RECORDS SHOWN →
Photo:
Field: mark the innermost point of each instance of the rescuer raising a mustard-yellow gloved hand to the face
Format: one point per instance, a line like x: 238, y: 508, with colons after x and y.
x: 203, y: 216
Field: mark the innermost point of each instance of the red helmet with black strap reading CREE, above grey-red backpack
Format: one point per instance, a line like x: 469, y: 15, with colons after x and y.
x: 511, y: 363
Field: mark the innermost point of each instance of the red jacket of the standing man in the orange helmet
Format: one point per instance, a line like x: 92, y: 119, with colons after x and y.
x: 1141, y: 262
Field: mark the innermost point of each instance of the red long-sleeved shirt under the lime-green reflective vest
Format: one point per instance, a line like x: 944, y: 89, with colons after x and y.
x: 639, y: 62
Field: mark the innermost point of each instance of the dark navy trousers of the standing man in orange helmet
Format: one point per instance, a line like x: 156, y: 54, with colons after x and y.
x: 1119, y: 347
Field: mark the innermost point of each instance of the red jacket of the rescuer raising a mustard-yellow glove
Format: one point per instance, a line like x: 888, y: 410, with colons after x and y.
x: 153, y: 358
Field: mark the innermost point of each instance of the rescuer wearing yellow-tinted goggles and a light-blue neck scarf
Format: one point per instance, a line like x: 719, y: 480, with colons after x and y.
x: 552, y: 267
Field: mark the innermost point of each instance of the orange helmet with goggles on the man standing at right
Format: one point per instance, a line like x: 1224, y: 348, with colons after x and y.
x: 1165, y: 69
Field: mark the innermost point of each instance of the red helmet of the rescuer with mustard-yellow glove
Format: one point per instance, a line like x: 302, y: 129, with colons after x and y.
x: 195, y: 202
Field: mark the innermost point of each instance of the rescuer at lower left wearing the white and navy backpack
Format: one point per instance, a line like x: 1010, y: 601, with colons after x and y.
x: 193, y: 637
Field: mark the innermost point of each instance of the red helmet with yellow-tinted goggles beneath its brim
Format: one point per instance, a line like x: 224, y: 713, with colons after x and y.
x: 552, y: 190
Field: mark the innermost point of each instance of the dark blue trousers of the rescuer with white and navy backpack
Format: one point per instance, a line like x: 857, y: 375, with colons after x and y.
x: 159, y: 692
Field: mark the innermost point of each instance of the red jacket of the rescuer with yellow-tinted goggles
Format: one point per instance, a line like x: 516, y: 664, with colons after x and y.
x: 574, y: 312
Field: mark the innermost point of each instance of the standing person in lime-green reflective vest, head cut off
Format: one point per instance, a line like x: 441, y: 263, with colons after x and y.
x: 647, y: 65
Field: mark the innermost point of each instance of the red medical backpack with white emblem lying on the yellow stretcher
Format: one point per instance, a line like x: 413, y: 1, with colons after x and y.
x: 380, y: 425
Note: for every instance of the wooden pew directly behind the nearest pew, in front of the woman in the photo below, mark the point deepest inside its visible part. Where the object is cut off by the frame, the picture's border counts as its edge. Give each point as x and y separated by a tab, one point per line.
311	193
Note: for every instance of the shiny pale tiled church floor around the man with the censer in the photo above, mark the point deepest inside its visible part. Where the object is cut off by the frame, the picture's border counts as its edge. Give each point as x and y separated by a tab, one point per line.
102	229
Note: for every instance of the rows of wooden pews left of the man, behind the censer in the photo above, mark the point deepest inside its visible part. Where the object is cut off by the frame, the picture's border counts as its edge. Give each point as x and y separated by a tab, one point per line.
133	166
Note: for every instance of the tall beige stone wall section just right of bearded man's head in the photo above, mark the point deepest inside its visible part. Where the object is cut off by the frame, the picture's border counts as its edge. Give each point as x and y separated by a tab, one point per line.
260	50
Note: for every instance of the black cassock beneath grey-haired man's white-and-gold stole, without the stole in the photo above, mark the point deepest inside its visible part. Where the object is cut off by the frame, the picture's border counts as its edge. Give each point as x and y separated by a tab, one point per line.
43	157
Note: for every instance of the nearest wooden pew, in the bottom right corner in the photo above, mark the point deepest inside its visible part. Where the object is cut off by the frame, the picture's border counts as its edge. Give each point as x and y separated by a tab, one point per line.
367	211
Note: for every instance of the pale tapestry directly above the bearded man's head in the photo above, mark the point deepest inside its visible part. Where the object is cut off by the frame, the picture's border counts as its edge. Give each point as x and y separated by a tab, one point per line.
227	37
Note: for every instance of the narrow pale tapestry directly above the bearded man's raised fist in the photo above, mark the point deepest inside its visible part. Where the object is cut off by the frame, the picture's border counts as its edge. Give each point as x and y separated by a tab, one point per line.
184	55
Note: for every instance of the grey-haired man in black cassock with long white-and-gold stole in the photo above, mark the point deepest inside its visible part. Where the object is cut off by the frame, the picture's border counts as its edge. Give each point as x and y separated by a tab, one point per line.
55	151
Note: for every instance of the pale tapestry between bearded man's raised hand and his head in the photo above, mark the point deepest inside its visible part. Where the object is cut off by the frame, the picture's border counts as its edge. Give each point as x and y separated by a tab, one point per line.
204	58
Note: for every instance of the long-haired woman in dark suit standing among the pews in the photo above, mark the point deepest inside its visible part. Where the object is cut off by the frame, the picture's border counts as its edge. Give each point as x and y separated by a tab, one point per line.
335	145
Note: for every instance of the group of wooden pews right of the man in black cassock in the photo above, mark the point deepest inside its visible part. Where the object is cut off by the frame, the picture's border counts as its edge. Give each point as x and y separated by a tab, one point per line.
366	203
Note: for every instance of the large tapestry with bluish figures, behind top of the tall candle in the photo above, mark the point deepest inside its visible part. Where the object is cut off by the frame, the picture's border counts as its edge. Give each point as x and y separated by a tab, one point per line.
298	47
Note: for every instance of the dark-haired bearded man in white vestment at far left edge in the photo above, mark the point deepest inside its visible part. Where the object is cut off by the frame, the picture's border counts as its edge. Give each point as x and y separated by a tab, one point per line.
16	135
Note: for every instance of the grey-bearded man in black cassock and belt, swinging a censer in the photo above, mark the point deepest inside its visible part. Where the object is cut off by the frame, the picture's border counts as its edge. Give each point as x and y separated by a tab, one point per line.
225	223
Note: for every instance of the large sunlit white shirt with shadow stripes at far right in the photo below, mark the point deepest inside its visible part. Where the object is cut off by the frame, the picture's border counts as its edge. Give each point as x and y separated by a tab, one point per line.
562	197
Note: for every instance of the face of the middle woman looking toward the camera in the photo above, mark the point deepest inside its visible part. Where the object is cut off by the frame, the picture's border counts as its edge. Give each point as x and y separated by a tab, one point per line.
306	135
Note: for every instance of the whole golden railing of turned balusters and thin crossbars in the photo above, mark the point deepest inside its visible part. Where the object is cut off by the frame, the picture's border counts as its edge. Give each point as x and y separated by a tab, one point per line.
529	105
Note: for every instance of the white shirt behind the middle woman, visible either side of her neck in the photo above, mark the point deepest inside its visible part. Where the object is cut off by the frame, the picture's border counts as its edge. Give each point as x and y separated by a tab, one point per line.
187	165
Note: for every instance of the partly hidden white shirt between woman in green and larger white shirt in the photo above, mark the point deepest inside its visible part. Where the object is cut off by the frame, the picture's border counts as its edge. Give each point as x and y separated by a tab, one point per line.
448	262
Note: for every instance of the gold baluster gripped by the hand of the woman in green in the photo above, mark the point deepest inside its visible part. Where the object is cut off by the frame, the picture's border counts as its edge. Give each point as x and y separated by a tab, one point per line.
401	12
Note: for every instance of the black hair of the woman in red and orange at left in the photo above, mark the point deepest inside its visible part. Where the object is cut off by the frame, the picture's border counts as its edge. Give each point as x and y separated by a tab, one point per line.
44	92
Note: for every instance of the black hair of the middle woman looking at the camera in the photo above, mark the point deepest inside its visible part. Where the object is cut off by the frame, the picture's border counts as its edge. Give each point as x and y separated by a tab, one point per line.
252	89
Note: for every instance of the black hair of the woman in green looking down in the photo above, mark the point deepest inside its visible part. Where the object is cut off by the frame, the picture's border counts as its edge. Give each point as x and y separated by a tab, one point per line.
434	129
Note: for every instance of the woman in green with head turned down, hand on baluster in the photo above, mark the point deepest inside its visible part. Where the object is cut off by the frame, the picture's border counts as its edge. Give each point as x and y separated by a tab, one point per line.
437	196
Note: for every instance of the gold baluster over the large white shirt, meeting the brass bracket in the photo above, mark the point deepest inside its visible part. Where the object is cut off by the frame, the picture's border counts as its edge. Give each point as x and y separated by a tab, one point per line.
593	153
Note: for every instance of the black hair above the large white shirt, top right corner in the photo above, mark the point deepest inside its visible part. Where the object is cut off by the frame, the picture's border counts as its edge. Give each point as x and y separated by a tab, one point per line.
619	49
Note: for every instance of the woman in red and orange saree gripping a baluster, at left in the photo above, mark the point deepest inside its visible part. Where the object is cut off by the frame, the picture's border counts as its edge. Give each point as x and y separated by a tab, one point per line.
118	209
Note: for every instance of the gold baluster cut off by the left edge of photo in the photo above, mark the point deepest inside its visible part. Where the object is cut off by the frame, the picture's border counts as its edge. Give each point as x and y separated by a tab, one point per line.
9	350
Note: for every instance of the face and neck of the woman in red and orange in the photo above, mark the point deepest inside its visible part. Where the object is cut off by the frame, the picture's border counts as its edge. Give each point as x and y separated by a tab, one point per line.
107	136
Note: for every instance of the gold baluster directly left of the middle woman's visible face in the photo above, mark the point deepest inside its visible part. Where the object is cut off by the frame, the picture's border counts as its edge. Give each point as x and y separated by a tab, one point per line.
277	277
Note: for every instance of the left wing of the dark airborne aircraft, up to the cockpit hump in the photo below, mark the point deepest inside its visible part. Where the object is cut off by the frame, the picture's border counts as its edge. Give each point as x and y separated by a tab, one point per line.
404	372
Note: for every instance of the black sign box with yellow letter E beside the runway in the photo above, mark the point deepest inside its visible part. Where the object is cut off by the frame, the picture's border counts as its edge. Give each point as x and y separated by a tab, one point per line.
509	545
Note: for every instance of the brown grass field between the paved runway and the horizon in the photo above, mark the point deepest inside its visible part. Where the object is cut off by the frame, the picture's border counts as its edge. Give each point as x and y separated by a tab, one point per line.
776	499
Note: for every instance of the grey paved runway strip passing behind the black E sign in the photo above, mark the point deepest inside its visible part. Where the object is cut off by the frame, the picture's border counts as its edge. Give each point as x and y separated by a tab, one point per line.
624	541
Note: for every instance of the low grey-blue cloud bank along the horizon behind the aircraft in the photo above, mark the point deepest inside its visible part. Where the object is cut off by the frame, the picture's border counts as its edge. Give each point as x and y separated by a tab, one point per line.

WHAT YOU WILL DO → Copy out every line of the entries where the string "helmet" shows up.

RESPONSE AREA →
Field: mark the innermost point of each instance of the red helmet with black strap reading CREE, above grey-red backpack
Field: mark the innermost point of each instance of the red jacket of the standing man in the orange helmet
Field: mark the innermost point of each instance of the dark navy trousers of the standing man in orange helmet
Field: mark the innermost point of each instance of the orange helmet with goggles on the man standing at right
Field: mark the innermost point of each instance of the red helmet of the rescuer with mustard-yellow glove
Field: mark the innermost point of each instance of the red helmet with yellow-tinted goggles beneath its brim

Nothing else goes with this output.